------ Input
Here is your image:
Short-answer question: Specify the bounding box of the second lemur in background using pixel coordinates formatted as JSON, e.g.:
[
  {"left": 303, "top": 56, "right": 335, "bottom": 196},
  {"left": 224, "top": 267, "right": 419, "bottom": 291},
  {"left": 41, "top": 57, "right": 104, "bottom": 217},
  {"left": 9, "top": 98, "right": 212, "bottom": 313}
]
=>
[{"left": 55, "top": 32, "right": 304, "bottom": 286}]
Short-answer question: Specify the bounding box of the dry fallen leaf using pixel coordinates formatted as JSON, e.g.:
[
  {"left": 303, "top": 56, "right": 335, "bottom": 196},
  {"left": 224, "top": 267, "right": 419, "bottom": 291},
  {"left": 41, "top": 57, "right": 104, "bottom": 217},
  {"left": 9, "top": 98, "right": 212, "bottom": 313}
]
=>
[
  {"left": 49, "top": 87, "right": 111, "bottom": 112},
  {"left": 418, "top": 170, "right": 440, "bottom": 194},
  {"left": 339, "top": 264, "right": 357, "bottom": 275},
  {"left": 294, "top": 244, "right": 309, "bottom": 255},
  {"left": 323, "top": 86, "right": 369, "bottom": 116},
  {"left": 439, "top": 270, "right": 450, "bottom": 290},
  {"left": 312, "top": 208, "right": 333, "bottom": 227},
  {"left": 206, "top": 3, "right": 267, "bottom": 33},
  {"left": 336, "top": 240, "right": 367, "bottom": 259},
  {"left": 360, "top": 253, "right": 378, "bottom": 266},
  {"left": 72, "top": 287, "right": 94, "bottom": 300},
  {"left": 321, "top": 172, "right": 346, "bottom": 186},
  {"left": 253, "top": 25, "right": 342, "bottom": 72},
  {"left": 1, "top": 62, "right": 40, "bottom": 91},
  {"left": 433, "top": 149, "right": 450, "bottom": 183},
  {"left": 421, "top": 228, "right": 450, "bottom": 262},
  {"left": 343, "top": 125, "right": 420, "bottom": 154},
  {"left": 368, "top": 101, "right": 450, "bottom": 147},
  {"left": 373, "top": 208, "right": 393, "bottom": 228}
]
------------
------ Input
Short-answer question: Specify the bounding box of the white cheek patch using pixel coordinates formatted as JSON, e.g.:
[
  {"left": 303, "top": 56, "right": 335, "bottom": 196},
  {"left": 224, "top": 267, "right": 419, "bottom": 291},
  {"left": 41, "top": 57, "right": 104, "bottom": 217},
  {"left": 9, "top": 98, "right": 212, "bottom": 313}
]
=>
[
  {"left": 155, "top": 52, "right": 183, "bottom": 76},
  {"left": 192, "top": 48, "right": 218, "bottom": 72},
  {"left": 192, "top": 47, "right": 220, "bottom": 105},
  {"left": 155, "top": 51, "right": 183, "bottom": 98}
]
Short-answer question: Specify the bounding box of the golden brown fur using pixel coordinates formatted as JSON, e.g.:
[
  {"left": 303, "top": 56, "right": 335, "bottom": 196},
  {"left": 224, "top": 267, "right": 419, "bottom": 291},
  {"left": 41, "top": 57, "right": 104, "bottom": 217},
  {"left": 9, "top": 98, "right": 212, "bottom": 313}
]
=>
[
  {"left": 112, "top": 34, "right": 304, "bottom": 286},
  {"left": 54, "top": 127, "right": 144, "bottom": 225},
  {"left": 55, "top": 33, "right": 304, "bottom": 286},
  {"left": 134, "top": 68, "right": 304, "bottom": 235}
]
------------
## Task objective
Scan the material for "using" and copy the lines that hold it.

## Result for this exercise
Short-answer question: Specify the bounding box of the second lemur in background using pixel coordinates formatted as JSON, e.g.:
Short-answer question: Specify the bounding box of the dry fallen leaf using pixel coordinates formatted as JSON, e.g.:
Short-answer question: Specify the bounding box of the white cheek patch using pixel coordinates formatted as JSON, e.g.:
Short-answer question: Specify the bounding box of the golden brown fur using pixel coordinates formatted as JSON, e.g.:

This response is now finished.